# [WRITTEN REQUEST 1]
Collect every line of the entries that contains the string "slope", matching case exactly.

··· SELECTION ···

For future production processes of H2O2 to be a viable alternative, the process must align with the Sustainable Development Goals and the 12 Principles of Green Chemistry.34,35 Sustainable chemistry is at the core of the energy transition, feedstock transition and materials transition required for a circular economy.36–38
Based on these considerations, we previously established a strategy for the photochemical production of H2O2 catalyzed by earth-abundant iron.10 We developed several iron oxide (FeOx) nanoparticles (NPs) for successful photochemical oxygen reduction to H2O2 under visible light illumination (445 nm), achieving a selectivity for H2O2 of >99% (Fig. 1).10 Crucially, the FeOx NPs could be synthesized from biobased and abundant materials including metal, surfactant (i.e. capping agent, ligand) and solvent. Successful photochemical production of H2O2 was possible via real sunlight irradiation and in seawater.10
However, directly associated with our choice of metal the batch conditions were limiting the production through Fenton degradation of the produced H2O2 on the iron surface of our catalyst (9.4–14.8 mmol g−1 L−1, 0.136 μmol and 0.027 μmol h−1).10,39–41 Thus, after investigating the Fenton process in detail, we here designed a modular thin-film photo-flow reactor to increase the selective production of H2O2 by minimizing Fenton degradation and facilitating product H2O2 separation from the catalyst surface (Fig. 1). We successfully increased the production by >14× and productivity by >3× when compared to our original batch conditions (from 0.136 μmol to 1.938 μmol and from 0.027 μmol h−1 to 0.097 μmol h−1).

··· STORED DATA ···

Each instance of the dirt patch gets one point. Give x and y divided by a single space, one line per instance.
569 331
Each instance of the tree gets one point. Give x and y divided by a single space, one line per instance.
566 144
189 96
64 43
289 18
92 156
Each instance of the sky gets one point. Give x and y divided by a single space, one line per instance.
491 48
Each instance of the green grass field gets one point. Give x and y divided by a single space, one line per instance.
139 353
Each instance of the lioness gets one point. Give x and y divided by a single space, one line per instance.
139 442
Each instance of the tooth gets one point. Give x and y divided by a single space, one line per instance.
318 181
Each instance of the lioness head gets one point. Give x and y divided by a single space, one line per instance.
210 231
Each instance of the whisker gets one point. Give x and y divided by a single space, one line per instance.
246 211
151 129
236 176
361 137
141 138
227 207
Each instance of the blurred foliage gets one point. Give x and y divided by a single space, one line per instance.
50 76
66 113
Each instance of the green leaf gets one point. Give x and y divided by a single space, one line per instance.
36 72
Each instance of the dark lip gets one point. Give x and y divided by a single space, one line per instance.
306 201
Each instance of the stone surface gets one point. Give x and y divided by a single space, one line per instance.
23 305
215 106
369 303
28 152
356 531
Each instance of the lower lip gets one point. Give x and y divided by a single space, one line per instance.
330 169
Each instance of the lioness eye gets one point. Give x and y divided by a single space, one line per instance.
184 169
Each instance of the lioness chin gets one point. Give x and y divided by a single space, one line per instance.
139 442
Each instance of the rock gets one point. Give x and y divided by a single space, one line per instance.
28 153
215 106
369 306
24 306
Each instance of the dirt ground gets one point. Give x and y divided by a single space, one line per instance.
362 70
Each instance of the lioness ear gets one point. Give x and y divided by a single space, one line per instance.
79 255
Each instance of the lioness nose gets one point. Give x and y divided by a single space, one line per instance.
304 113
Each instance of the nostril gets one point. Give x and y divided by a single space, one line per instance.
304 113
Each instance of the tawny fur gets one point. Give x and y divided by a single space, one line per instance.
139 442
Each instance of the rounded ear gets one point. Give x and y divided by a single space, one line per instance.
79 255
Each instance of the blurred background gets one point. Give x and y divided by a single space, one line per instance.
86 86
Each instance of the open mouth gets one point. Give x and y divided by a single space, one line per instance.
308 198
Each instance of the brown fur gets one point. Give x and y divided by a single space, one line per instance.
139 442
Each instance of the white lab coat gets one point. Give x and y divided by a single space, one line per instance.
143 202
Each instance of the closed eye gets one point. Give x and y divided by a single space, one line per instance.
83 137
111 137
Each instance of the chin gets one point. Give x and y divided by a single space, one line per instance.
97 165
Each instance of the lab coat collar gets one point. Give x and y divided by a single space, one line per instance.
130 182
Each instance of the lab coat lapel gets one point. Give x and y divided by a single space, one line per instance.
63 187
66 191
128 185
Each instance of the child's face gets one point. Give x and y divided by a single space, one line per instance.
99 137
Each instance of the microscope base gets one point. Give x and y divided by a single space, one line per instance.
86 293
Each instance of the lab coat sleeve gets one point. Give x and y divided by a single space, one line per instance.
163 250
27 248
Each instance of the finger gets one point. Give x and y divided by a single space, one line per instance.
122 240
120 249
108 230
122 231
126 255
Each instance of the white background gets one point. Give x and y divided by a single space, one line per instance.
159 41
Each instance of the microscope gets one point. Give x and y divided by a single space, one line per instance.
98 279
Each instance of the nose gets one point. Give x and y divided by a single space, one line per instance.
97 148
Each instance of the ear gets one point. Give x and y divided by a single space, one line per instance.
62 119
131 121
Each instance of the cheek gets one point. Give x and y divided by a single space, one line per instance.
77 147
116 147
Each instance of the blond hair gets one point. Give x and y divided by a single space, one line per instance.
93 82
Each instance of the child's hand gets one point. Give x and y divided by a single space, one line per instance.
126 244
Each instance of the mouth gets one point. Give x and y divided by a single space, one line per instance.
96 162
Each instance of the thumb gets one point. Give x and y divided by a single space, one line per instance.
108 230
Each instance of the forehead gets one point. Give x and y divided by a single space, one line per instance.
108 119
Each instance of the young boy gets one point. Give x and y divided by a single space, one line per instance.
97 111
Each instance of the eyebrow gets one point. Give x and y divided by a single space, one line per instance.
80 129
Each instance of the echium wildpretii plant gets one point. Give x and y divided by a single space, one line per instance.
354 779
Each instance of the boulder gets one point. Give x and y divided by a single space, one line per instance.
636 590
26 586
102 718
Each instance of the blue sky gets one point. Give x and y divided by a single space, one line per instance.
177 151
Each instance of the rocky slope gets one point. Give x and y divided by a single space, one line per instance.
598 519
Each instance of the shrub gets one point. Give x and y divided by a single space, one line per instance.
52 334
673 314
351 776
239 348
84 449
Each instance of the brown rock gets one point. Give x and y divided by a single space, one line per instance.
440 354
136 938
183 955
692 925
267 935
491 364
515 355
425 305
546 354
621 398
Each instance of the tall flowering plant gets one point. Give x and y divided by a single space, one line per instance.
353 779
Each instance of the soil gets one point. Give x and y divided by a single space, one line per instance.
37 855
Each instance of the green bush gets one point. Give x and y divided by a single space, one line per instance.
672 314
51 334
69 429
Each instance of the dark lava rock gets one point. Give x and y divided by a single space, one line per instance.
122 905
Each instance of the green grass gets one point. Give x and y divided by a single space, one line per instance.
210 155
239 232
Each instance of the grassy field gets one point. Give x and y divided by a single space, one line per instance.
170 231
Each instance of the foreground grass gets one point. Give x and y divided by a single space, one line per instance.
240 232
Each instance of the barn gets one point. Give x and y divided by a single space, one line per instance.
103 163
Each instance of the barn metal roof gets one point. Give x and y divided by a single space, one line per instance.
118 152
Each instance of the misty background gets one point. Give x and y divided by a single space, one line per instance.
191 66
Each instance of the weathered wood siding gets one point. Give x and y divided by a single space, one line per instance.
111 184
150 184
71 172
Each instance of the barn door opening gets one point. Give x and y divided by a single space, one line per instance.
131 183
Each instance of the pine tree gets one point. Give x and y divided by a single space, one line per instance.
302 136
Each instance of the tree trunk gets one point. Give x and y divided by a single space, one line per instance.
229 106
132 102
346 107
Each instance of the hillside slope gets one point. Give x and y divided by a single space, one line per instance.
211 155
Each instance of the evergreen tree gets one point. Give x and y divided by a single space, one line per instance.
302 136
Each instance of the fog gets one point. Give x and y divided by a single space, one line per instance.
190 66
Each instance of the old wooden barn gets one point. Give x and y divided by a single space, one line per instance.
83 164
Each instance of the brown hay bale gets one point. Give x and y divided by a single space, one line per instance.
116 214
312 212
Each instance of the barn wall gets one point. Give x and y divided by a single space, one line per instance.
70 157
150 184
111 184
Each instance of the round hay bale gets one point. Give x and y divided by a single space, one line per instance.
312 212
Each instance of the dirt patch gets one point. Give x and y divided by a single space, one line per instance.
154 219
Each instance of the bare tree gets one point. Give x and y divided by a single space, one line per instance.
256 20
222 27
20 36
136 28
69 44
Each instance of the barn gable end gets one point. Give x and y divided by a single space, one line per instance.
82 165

···

# [WRITTEN REQUEST 2]
Reproduce the entire passage on photochemical H2O2 production word for word.

# [COMPLETE RESPONSE 1]
Each instance of the rocky slope gets one point. Give x and y divided by a single space, one line per instance.
Each instance of the hillside slope gets one point. Give x and y divided by a single space, one line per instance.

# [COMPLETE RESPONSE 2]
For future production processes of H2O2 to be a viable alternative, the process must align with the Sustainable Development Goals and the 12 Principles of Green Chemistry.34,35 Sustainable chemistry is at the core of the energy transition, feedstock transition and materials transition required for a circular economy.36–38
Based on these considerations, we previously established a strategy for the photochemical production of H2O2 catalyzed by earth-abundant iron.10 We developed several iron oxide (FeOx) nanoparticles (NPs) for successful photochemical oxygen reduction to H2O2 under visible light illumination (445 nm), achieving a selectivity for H2O2 of >99% (Fig. 1).10 Crucially, the FeOx NPs could be synthesized from biobased and abundant materials including metal, surfactant (i.e. capping agent, ligand) and solvent. Successful photochemical production of H2O2 was possible via real sunlight irradiation and in seawater.10
However, directly associated with our choice of metal the batch conditions were limiting the production through Fenton degradation of the produced H2O2 on the iron surface of our catalyst (9.4–14.8 mmol g−1 L−1, 0.136 μmol and 0.027 μmol h−1).10,39–41 Thus, after investigating the Fenton process in detail, we here designed a modular thin-film photo-flow reactor to increase the selective production of H2O2 by minimizing Fenton degradation and facilitating product H2O2 separation from the catalyst surface (Fig. 1). We successfully increased the production by >14× and productivity by >3× when compared to our original batch conditions (from 0.136 μmol to 1.938 μmol and from 0.027 μmol h−1 to 0.097 μmol h−1).